#### Goal of the exercise
Every record must be copied out exactly.

+++ Records for processing +++

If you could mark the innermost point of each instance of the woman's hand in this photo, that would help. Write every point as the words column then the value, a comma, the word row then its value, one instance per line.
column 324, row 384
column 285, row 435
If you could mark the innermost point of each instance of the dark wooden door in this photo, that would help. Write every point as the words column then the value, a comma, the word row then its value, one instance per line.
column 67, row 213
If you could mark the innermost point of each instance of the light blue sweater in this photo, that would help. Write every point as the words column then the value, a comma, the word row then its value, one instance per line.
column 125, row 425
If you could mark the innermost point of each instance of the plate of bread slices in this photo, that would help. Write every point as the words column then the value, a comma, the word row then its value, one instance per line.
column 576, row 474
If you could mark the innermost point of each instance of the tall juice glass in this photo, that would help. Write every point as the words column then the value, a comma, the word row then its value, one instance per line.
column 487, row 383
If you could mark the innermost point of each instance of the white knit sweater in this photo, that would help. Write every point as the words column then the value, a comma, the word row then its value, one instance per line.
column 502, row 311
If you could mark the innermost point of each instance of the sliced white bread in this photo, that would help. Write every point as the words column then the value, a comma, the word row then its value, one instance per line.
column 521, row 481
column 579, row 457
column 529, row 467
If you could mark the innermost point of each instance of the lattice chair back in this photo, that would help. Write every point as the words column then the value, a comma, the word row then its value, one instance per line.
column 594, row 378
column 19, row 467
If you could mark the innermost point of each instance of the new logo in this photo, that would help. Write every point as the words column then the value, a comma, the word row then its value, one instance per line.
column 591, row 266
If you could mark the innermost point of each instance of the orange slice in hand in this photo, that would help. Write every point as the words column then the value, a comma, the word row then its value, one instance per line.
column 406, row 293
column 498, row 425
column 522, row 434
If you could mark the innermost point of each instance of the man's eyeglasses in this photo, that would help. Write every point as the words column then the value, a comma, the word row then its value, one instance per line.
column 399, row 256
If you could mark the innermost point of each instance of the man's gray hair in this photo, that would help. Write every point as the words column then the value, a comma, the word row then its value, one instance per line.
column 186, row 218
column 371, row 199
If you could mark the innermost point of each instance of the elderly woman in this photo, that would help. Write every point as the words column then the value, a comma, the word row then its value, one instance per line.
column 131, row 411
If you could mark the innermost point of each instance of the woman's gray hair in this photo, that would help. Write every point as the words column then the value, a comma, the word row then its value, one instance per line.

+++

#### Written solution
If you could mark the innermost point of each instance of the woman's hand in this photo, that would help. Write every point as the words column then the value, a comma, the word row then its value, one instance per line.
column 324, row 384
column 285, row 435
If you could mark the innermost point of each instance of the dark wooden door in this photo, that would help. Write every point as the words column then the value, a comma, the word row then its value, one instance per line.
column 67, row 213
If you could mark the innermost point of each instance of the light blue sweater in this photo, that would help. Write every point as the words column then the value, a comma, the word row then its value, one instance per line.
column 125, row 425
If you could mark the innermost point of each instance of the plate of bread slices in this photo, that would help. Write every point as the words column then the value, a comma, the word row then its value, one instance per line.
column 576, row 474
If you could mark the innermost point of each instance of the tall juice glass in this photo, that would help. Write every point as the words column then the value, a comma, the word row then its value, one instance per line.
column 487, row 383
If you could mark the innermost point of each instance of the white knit sweater in this photo, that would help. Write every point as the words column then the value, a comma, the word row then its value, one instance per line.
column 502, row 311
If you could mark the innermost point of each instance of the sliced white bread in this photo, that would help. Write every point as the words column then the value, a comma, the word row then its value, one instance per line.
column 521, row 481
column 579, row 457
column 529, row 467
If you could mark the innermost point of each instance of the lattice chair back in this photo, that would help. Write every point as the words column then the value, a comma, the word row then its value, one instance per line.
column 594, row 378
column 19, row 467
If you could mark the innermost point of each instance of the new logo in this photo, that would help. Write every point as the words column then the value, a comma, the word row then its value, one instance per line.
column 591, row 266
If you could mark the innermost point of each instance of the orange slice in hand in this photo, that would help. Write every point as the words column then the value, a comma, the word row then its value, one instance per line.
column 406, row 293
column 498, row 425
column 522, row 434
If you could mark the innermost point of each instance of the man's eyeglasses in this photo, that would help. Write every point as the words column then the value, a comma, the word row then its value, one instance per line.
column 399, row 256
If you could mark the innermost point of each instance of the man's gray hair in this photo, that would help. Write every point as the words column then the value, a comma, the word row then its value, one instance per line.
column 186, row 218
column 371, row 199
If you could mark the innermost point of each instance of the elderly woman in this photo, that would help. Write every point as the words column then the value, a comma, the word row then its value, one instance per line.
column 131, row 411
If you could mark the innermost point of each instance of the woman's gray hair in this photo, that would help. Write every point as the words column then the value, a comma, the word row then its value, one instance per line.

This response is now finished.